CONSEGNA -
Come si traduce in inglese la frase «Tutto ciò che rappresenta un fatto nuovo non dovrebbe esistere.» del testo sul ministro Lollobrigida?

TESTO DA LEGGERE -
▼
Non c’è niente da fare: questi non riescono a uscire dal proprio
recinto ideologico. Il ministro
Francesco Lollobrigida, titolare del dicastero
dell’Agricoltura e del Made in Italy, ha utilizzato un’altra volta la categoria
“etnica”, intendendo con questo termine la difesa della nostra
cultura nazionale. Neanche i
nazionalisti son capaci di fare… Sia ben chiaro: la
‘topica’ è meno grave della precedente, quando il ministro parlò di
“sostituzione etnica” da parte degli immigrati. Tuttavia, anche in questo caso egli presuppone
un’idea statica, grossomodo uniforme, di
italianità, che non solo non esiste, ma che rischia di trasformarsi in una
‘gabbia’: nemmeno lo storicismo più idealista e assoluto arriva a questo punto. Il problema del
ministro Lollobrigida è quello di un
clerico-fascismo trascendente non mediato dall’immanenza, che non concepisce alcuna
‘antitesi’ e, di conseguenza, nessuna
sintesi innovativa, sotto il profilo
filosofico-culturale. Tutto ciò che rappresenta un
fatto nuovo non dovrebbe esistere. Anche se ogni giorno accadono un mucchio di cose. La nostra
Costituzione si occupa di
etnologia al fine di tutelare quelle minoranze che, per svariate vicende belliche o politiche, si sono ritrovate in
territorio italiano, oppure
convivono con noi da tempo immemore. Come gli
albanesi in
Puglia; o i
catalani nel nord della
Sardegna; oppure ancora i
tedeschi del
sud Tirolo. La collega
Lilli Gruber, per esempio, dev’essere difesa e tutelata: non possiamo escluderla dalla categoria dei giornalisti perché potrebbe contaminarci con i suoi
wurstel e crauti. E la stessa
Anna Oxa, la quale discende da una famiglia
italo-albanese stabilitasi qui da noi ben prima che si formasse il
Regno d’Italia, non rappresenta un
pericolo etnico per la
canzone italiana. Difendere
l’italianità come
“raggruppamento etnico” significa temere che, durante la partita di calcio
Roma-Spoleto, tanto per fare un altro esempio, i tifosi
‘spoletini’ occupino tutti gli spalti dello
stadio Olimpico: è impossibile che ciò accada. La
tifoseria umbra dovrà essere racchiusa in una determinata zona dello stadio, affinché non disturbi più di tanto la città che la ospita per la partita. Ovvero, con un
limite temporale stabilito a priori, non
‘ghettizzandoli’, poiché anche
l’etnologia è una scienza umanista, dunque non assoluta. Insomma, affermare che
l’Italia sia un
raggruppamento etnico da tutelare o da difendere, dato che gli italiani stessi sono la
maggioranza della popolazione rispetto ad altre comunità che vivono all’interno del nostro territorio, è come tentare di
vendere ghiaccioli al Polo nord. L’identità etnica rientra in una logica di
cultura ‘media’ ponderata, non come unità intesa in senso
omologativo: è da
provinciali, pensarla così.
▲
Righe del dataset -
▼
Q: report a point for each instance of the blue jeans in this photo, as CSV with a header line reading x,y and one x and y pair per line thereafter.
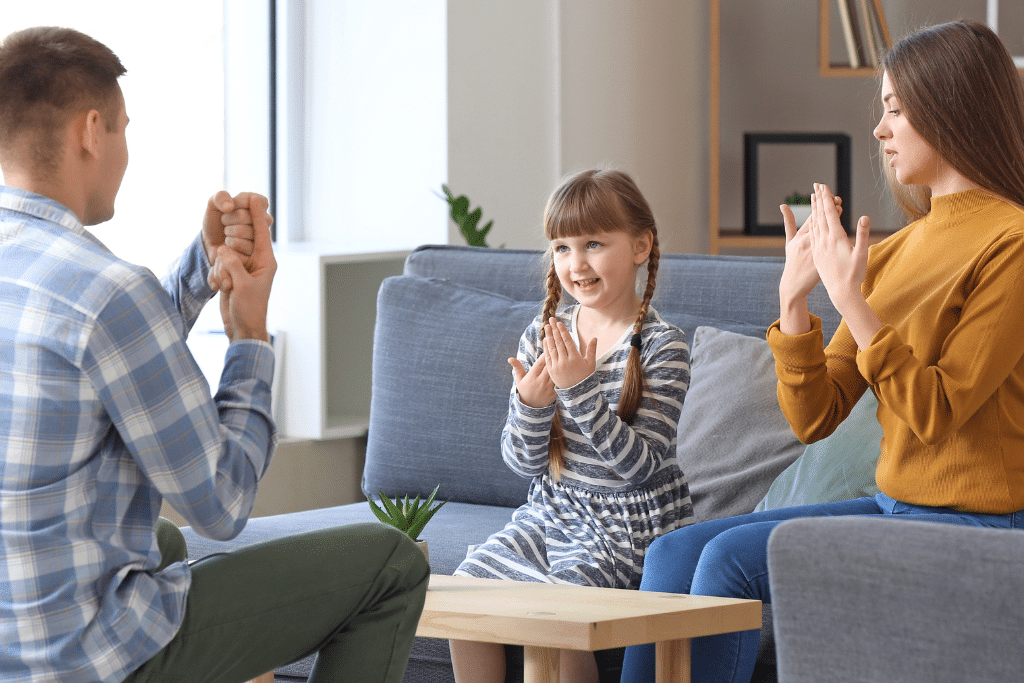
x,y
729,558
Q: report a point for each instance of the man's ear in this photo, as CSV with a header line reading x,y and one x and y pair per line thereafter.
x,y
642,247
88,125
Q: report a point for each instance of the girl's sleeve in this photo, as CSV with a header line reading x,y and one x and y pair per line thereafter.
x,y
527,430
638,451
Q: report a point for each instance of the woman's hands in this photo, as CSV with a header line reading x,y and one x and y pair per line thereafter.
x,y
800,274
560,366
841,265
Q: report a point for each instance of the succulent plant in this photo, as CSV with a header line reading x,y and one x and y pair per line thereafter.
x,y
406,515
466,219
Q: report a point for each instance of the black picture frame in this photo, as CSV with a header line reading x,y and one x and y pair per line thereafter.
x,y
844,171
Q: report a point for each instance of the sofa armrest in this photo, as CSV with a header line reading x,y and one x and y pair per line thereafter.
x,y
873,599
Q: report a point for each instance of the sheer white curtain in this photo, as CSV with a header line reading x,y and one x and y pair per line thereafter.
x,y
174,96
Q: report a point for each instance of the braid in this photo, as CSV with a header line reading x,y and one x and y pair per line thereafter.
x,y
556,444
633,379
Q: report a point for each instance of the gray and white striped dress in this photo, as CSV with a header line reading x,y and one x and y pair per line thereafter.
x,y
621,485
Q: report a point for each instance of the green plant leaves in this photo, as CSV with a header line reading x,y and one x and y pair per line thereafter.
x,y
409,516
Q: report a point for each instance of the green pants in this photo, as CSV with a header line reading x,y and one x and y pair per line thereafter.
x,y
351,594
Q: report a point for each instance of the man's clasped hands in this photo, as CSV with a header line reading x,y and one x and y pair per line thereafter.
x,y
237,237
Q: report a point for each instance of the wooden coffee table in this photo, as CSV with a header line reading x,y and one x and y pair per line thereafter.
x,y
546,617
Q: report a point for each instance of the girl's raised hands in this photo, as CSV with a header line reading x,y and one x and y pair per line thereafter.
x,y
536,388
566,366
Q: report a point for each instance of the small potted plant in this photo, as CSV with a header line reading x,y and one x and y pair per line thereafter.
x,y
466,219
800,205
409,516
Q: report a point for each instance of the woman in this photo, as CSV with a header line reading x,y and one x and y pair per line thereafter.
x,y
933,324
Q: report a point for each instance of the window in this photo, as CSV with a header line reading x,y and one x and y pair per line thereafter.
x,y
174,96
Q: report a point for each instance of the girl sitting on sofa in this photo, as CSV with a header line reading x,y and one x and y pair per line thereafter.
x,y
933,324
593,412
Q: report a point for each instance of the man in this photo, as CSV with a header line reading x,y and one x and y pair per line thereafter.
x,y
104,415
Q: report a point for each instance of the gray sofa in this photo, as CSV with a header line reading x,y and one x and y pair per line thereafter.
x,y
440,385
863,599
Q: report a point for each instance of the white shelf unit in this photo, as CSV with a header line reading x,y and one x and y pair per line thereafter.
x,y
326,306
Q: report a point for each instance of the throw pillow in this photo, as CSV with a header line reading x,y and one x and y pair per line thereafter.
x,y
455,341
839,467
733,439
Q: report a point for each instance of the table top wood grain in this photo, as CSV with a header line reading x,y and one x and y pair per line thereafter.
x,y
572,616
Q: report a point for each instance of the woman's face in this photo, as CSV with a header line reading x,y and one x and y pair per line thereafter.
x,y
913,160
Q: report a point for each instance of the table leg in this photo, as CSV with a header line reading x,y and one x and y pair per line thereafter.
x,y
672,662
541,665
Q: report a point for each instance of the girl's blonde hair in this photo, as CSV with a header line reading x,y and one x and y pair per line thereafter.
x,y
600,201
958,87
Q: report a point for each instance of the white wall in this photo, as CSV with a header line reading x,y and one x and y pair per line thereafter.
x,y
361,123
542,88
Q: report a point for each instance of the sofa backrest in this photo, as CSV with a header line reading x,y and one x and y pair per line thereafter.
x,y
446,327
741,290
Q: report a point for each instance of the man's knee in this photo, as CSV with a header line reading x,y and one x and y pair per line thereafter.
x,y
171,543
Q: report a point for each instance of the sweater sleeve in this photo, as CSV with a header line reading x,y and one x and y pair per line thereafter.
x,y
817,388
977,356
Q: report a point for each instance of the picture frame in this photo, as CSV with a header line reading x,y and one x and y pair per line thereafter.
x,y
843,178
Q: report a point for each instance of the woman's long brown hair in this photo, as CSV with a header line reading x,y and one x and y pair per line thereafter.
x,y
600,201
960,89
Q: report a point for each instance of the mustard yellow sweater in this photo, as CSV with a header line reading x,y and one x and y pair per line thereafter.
▲
SOLUZIONE -
Anything that represents a new development should not exist.